Source data -
▽

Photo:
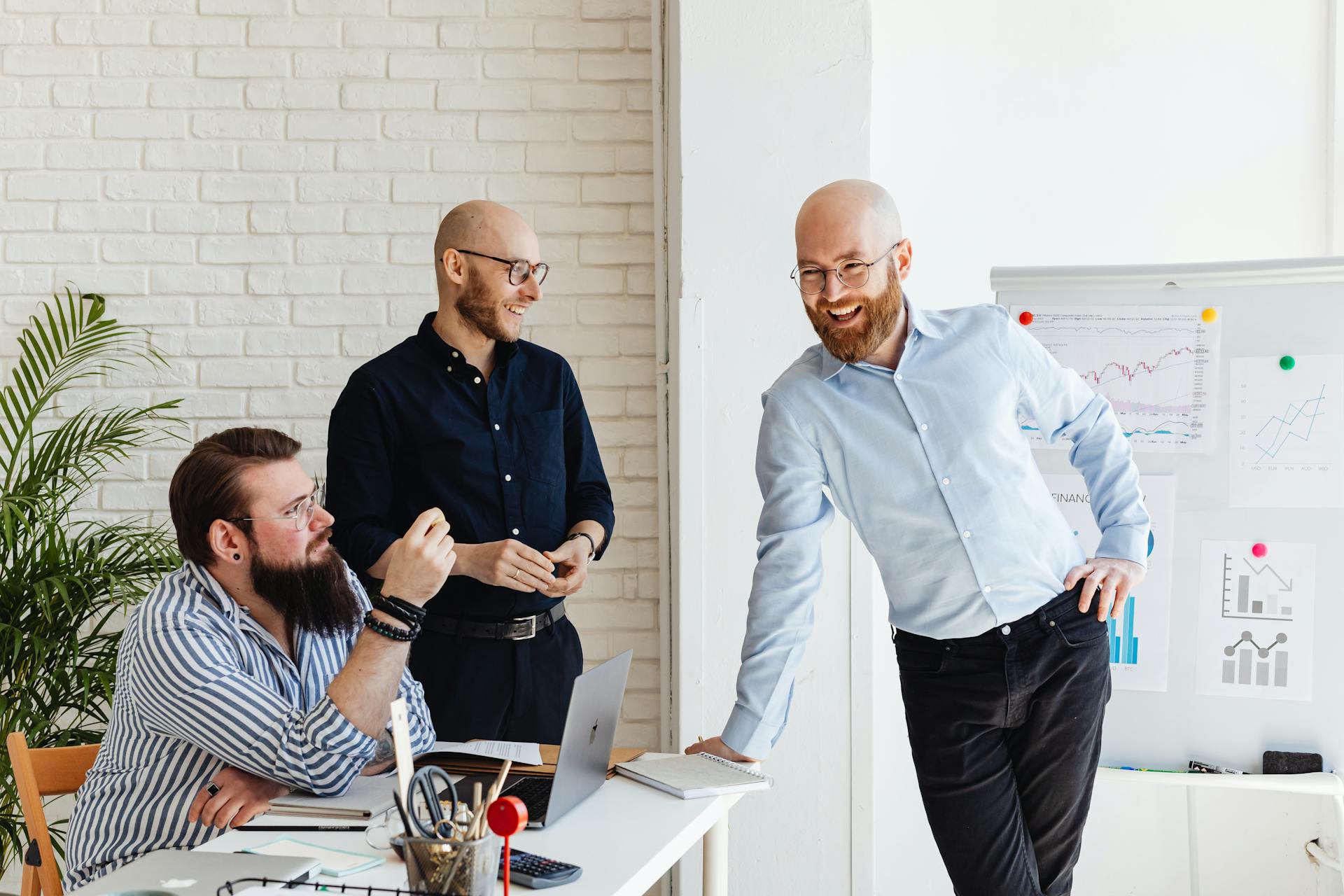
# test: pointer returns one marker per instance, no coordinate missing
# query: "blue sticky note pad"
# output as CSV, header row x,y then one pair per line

△
▽

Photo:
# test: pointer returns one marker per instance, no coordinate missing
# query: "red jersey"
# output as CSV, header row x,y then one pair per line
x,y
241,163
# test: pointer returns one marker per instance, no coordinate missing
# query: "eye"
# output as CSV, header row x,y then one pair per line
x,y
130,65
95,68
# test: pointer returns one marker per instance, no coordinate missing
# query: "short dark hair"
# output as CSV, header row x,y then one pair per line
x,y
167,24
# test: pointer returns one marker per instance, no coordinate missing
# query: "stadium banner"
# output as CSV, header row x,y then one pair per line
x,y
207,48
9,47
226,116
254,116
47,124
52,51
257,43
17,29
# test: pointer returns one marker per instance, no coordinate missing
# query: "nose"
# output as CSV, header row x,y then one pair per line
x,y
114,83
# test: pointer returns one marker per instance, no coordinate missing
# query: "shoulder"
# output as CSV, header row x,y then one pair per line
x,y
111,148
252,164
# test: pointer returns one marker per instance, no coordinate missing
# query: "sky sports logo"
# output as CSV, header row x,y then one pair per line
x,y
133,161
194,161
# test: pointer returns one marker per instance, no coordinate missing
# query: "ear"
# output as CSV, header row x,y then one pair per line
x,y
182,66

△
▽

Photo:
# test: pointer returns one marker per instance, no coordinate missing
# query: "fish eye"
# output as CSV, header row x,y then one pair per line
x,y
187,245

△

Your objective - Count the lines in the listing above that contain the string "query". Reply with the number alone.

In response - 10